──────── INPUT FOR THIS TASK ────────

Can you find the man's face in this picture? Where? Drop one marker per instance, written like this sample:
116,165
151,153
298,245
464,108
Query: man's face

────────

Transcribe each of the rows above line by line, reproducing every word, number, and punctuation mark without any change.

### ANSWER TO THE PROBLEM
Can you find the man's face in this picture? Where? Drop one marker per instance, written like this sample:
116,165
151,153
298,245
464,108
Query: man's face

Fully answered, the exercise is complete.